Supplied entries:
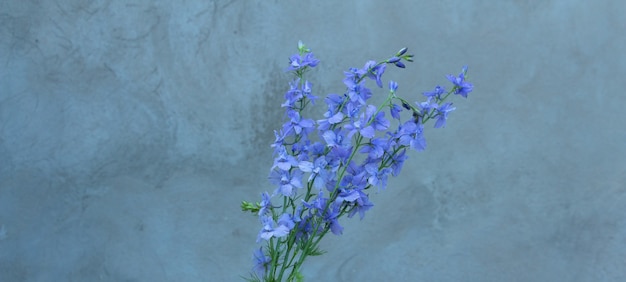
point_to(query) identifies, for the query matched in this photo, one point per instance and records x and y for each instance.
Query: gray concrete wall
(131, 130)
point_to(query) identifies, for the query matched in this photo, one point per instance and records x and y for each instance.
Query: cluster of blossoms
(324, 168)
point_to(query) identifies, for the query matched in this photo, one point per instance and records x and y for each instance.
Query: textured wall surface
(131, 130)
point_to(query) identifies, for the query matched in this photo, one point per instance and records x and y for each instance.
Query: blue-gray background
(131, 130)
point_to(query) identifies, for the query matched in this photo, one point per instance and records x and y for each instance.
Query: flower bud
(401, 52)
(393, 60)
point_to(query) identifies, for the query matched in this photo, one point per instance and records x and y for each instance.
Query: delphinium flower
(324, 168)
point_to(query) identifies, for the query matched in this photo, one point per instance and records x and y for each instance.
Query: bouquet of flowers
(323, 169)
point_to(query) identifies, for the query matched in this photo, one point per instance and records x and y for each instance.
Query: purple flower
(287, 181)
(297, 124)
(377, 120)
(318, 171)
(442, 114)
(297, 62)
(266, 204)
(395, 111)
(331, 218)
(377, 176)
(272, 229)
(435, 93)
(349, 196)
(293, 94)
(397, 161)
(333, 138)
(284, 161)
(375, 148)
(373, 71)
(362, 205)
(411, 134)
(331, 119)
(306, 89)
(393, 86)
(461, 86)
(261, 262)
(333, 101)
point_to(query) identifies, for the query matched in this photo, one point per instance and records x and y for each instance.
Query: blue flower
(375, 148)
(272, 229)
(318, 171)
(442, 114)
(362, 205)
(331, 218)
(266, 204)
(377, 176)
(393, 86)
(261, 262)
(435, 93)
(330, 119)
(284, 161)
(373, 71)
(297, 124)
(293, 94)
(377, 120)
(297, 62)
(461, 86)
(397, 161)
(395, 110)
(287, 181)
(411, 134)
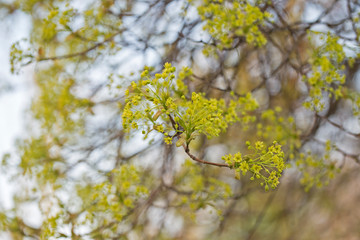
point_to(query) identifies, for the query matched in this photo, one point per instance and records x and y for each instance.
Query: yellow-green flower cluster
(159, 103)
(227, 20)
(327, 74)
(265, 163)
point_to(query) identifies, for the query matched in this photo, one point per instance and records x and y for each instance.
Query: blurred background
(66, 64)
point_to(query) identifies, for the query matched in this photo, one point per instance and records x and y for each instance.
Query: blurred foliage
(187, 119)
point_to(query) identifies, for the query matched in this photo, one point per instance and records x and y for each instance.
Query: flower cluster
(327, 74)
(227, 20)
(161, 103)
(265, 163)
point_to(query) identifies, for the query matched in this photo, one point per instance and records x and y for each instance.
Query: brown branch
(187, 150)
(82, 52)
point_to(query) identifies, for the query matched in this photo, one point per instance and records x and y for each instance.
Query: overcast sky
(13, 102)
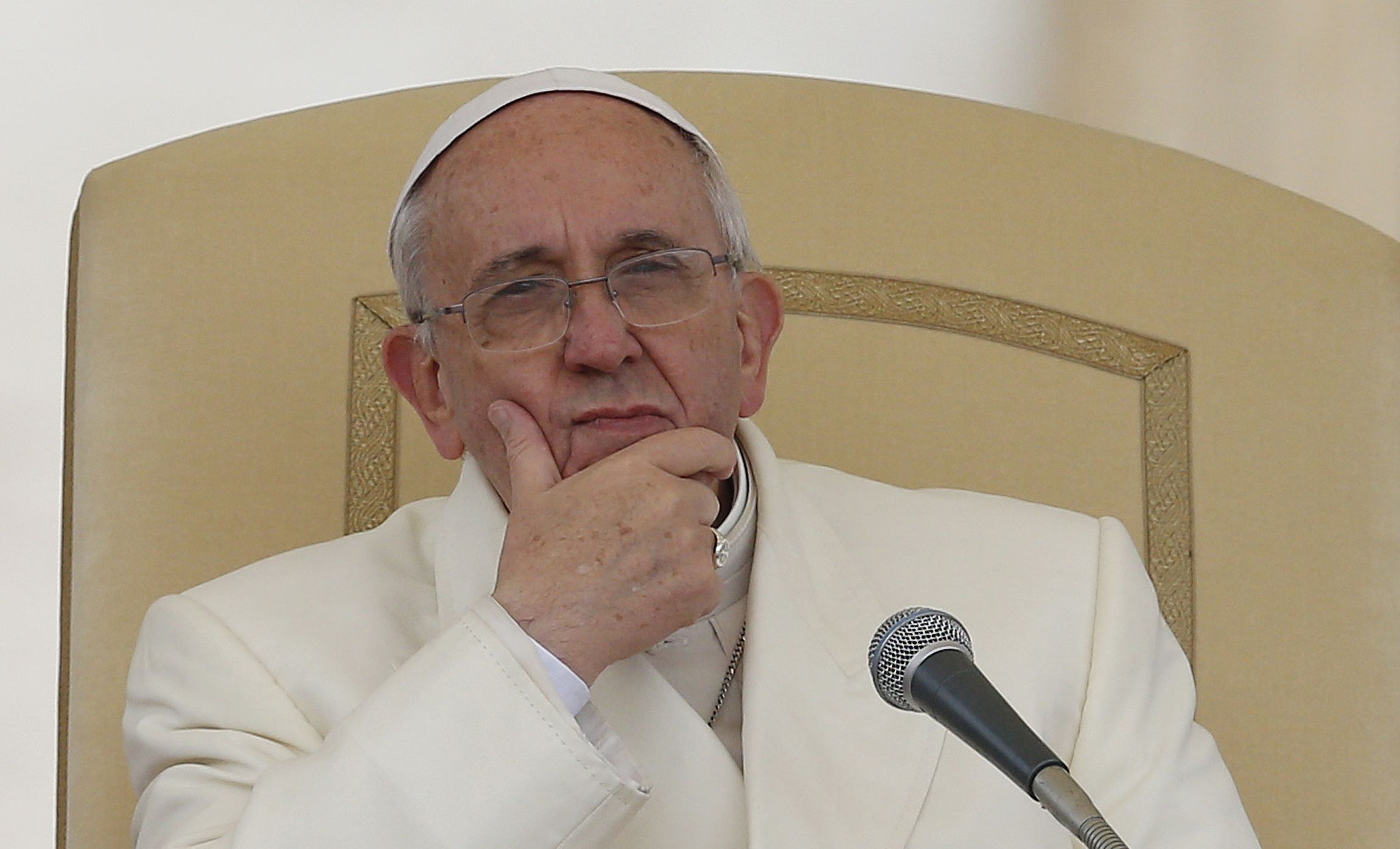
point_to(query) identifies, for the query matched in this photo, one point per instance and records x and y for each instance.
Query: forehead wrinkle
(533, 128)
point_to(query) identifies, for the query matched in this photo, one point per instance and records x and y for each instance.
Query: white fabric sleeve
(567, 684)
(457, 747)
(1155, 773)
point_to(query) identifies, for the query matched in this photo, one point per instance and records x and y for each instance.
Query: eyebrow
(507, 265)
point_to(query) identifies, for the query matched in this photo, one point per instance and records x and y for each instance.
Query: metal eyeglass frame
(460, 309)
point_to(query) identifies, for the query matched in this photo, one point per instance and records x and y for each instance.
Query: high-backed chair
(979, 297)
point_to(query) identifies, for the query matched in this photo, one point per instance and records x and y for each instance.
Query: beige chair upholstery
(1039, 310)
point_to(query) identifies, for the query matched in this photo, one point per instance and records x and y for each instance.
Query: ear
(761, 321)
(415, 373)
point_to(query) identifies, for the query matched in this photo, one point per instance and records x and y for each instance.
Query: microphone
(922, 660)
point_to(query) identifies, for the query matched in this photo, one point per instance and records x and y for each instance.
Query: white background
(1305, 94)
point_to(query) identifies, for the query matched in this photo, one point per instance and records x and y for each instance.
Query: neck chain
(729, 674)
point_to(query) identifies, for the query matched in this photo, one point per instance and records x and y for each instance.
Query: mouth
(622, 419)
(605, 431)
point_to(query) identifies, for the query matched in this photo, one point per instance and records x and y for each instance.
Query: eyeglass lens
(649, 291)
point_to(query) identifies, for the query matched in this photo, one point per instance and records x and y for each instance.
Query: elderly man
(631, 625)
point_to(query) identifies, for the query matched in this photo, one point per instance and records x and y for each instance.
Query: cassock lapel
(827, 761)
(698, 798)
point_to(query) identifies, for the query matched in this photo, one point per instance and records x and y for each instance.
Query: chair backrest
(1116, 328)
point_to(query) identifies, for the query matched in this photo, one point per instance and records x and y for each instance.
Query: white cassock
(369, 692)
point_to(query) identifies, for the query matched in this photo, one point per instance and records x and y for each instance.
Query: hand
(621, 555)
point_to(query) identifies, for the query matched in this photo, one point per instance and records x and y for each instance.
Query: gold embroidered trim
(1158, 366)
(371, 456)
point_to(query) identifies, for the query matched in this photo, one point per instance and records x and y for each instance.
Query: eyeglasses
(650, 291)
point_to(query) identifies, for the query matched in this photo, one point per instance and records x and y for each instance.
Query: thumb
(527, 454)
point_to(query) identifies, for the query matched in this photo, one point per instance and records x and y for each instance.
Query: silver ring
(721, 548)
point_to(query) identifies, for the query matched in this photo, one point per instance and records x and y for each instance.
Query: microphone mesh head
(901, 638)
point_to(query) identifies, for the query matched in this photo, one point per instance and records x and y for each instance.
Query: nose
(598, 338)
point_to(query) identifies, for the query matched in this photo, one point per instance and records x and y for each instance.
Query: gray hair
(411, 230)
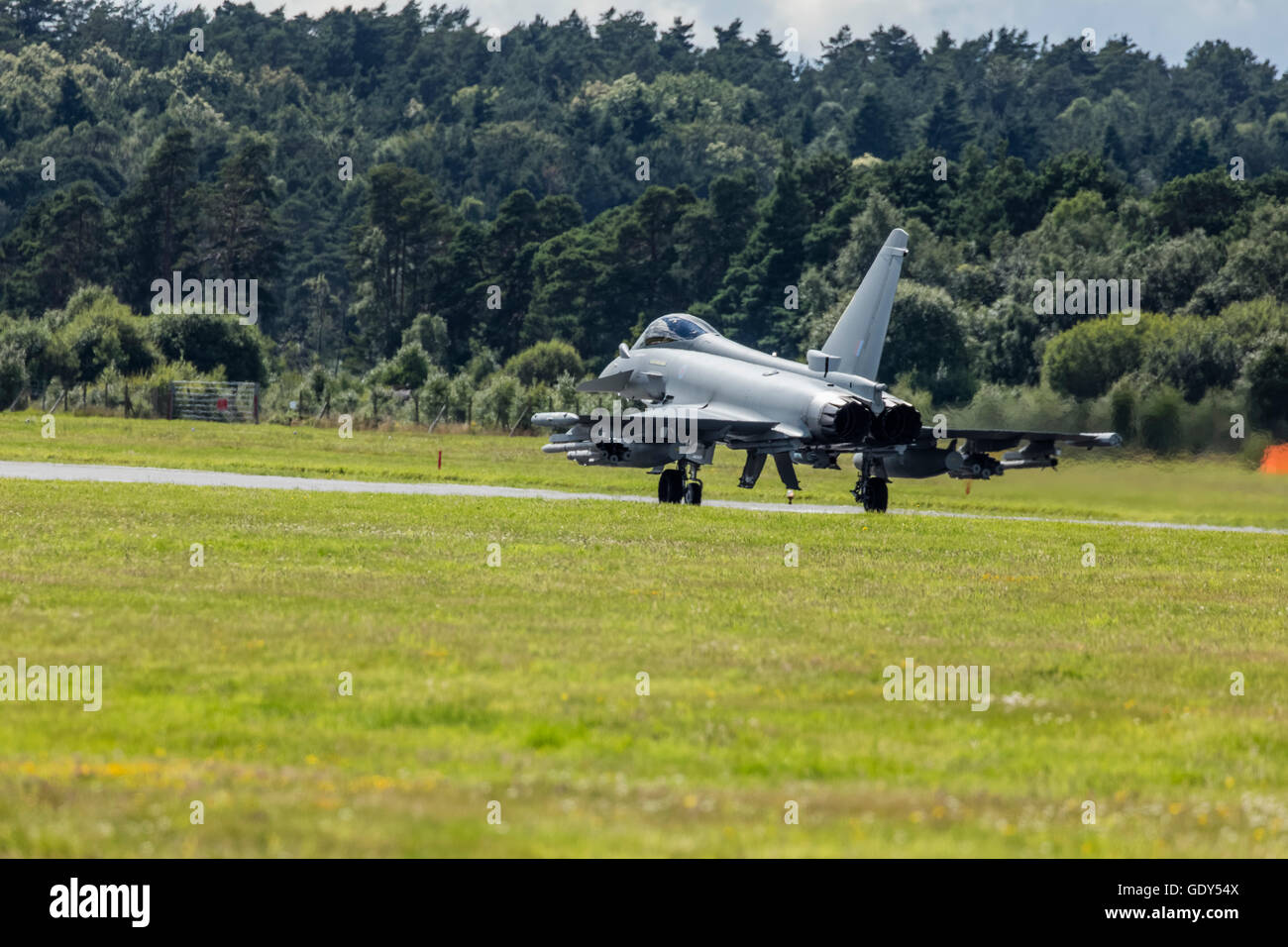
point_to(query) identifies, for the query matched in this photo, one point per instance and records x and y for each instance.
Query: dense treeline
(421, 202)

Task description: Write out the whole listing again, exactly, with no pictures.

Answer:
point_to(query) identifies, for the query matched in this photo, one point per instance and records x and y for each instance.
Query: gray concrete wall
(131, 130)
point_to(query) identifies, for the query matched in this photo, one point per instance and records x and y for each instance.
Query: cluster of blossoms
(324, 168)
point_to(query) identifies, for the query matched in this photo, one point per instance and records x and y for each instance.
Query: textured wall surface
(131, 130)
point_to(query) identifies, for the query matched in this photo, one point per instance and records x and y for each instance.
Query: blue-gray background
(131, 130)
point_to(query) identifies, for the query matched in this photo, one point per instance and records x and y for each instance.
Query: flower bud
(401, 52)
(393, 60)
point_to(query) identifies, for the query matched in this photo, one point per instance and records x and y for each instance.
Query: delphinium flower
(324, 168)
point_to(query) identifies, for the query matched in this photo, one point per instance and records x and y for each instance.
Query: bouquet of flowers
(323, 169)
point_to(query) identifies, for the query matched in this photo, one point per instance and records x and y for each instance.
Query: purple flower
(287, 181)
(297, 124)
(377, 120)
(318, 171)
(442, 114)
(297, 62)
(266, 204)
(395, 111)
(331, 218)
(377, 176)
(272, 229)
(435, 93)
(349, 196)
(293, 94)
(397, 161)
(333, 138)
(284, 161)
(375, 148)
(373, 71)
(362, 205)
(411, 134)
(331, 119)
(306, 89)
(393, 86)
(461, 86)
(261, 262)
(333, 101)
point_to(query) identifies, for the query matched in this photo, one point per instance and records x and y for each instance.
Query: blue flower
(375, 148)
(272, 229)
(318, 171)
(442, 114)
(362, 205)
(331, 218)
(266, 204)
(377, 176)
(393, 86)
(261, 262)
(435, 93)
(330, 119)
(284, 161)
(373, 71)
(297, 124)
(293, 94)
(377, 120)
(297, 62)
(461, 86)
(397, 161)
(395, 110)
(287, 181)
(411, 134)
point_to(query) identifies, for the query matched in this photo, one point per instance and records x and y for each instance.
Query: yellow-green flower cluster
(159, 103)
(227, 20)
(327, 74)
(265, 163)
point_to(query) identifies, for the query matched in this photo, one point per instance and records x and y for each instance.
Query: blurred background
(66, 64)
point_to(query) identifies, for the query matched in this photo, one point per instance and records x and y for each instance.
Query: blurred foliage
(187, 119)
point_to(query) identifies, for the query matched in this photo, one point per instance and records x and y for each instance.
Query: flower cluster
(327, 74)
(227, 20)
(161, 103)
(265, 163)
point_to(query) identifies, for the query matched in this photo, one point per instance and records x and y for each instance.
Query: brown branch
(187, 150)
(82, 52)
point_to(query) identifies, for the query matched in this photo, one point per instance and records x and y for each instance.
Query: overcast sky
(13, 102)
point_to(query) identifies, for the query matched in this photo, one point per instance and records x and y for each instance.
Query: forehead wrinkle
(533, 128)
point_to(query) identifies, for the query matched in this photo, one point per instance and records x and y for each instance.
Query: white fabric sleeve
(567, 684)
(457, 747)
(1155, 773)
point_to(query) identifies, for the query matched in this photo, one point per instance and records x and y for each instance.
Query: eyebrow
(507, 265)
point_to(query) identifies, for the query matched in this photo, one point per instance and records x and y for each instance.
Query: metal eyeglass frame
(460, 309)
point_to(query) identifies, for the query matched in this photo, one point per instance and records x and y for each instance.
Query: high-backed chair
(979, 297)
point_to(query) identifies, for the query matched in this photo, one point per instance and records x and y for each instance.
Query: beige chair upholstery
(1039, 310)
point_to(query) identifies, for the query matched in this photo, one point per instance and records x and y for each instance.
Query: ear
(761, 321)
(415, 373)
point_to(query) identifies, for the query matched in this photo, one point per instance and records x and y for each instance.
Query: microphone
(922, 660)
point_to(query) identifies, for the query matched in this photo, one point per instance and records x and y for each instance.
Query: white background
(1305, 94)
point_to(query) identifies, for the query matched in this photo, one point per instance and records x and y for each instance.
Query: neck chain
(729, 674)
point_to(query) identifies, for the query matched in this photo, one point per instance and records x and y for each instance.
Query: mouth
(622, 419)
(605, 431)
point_to(query) identifies, for the query matched in this photo, one point per instance and records x and y for each instance.
Query: eyeglass lens
(649, 291)
point_to(query) identifies, for the query matched in this photo, one point per instance and records x and y for each instance.
Query: elderly man
(631, 625)
point_to(query) identifies, for the query matched in this photo, one point per instance and records x and y for each instance.
Query: cassock lapel
(827, 761)
(698, 798)
point_to(query) identifies, for the query matched in this photo, one point per instance and records x and y for each instance.
Query: chair backrest
(1116, 328)
point_to(query) identifies, for the query matched in this photo, one point per instance and records x and y for each instance.
Query: white cassock
(369, 692)
point_to(query) identifies, for the query matched in this photo, one point per instance and records x and y for each instance.
Query: hand
(621, 555)
point_to(query) identifies, for the query matched in this photo, one point per instance and records x and y for each instance.
Query: gold embroidered trim
(1158, 366)
(371, 456)
point_to(query) identifies, for the query matched in this photo, one point per instance and records x and y for each instance.
Query: eyeglasses
(650, 291)
point_to(query) identifies, for the query matched in this photo, one point per instance and records x and y for each instance.
Query: thumb
(527, 454)
point_to(query) identifies, for the query matched in this photo, one point per instance and records x and y for each instance.
Query: silver ring
(721, 548)
point_to(query) identifies, for the query matched in this photo, one point per instance and records x and y for each instance.
Query: microphone mesh head
(901, 638)
point_to(query) identifies, for the query matched in this photo, one point per instance and records x and y for each instance.
Query: nose
(598, 338)
point_to(query) identifies, for the query matched in this photo, one point per instance and records x and y for each instance.
Query: gray hair
(411, 230)
point_to(query) identifies, for the query matched in this photo, one point per instance and records x and y for each instance.
Query: dense treeline
(421, 202)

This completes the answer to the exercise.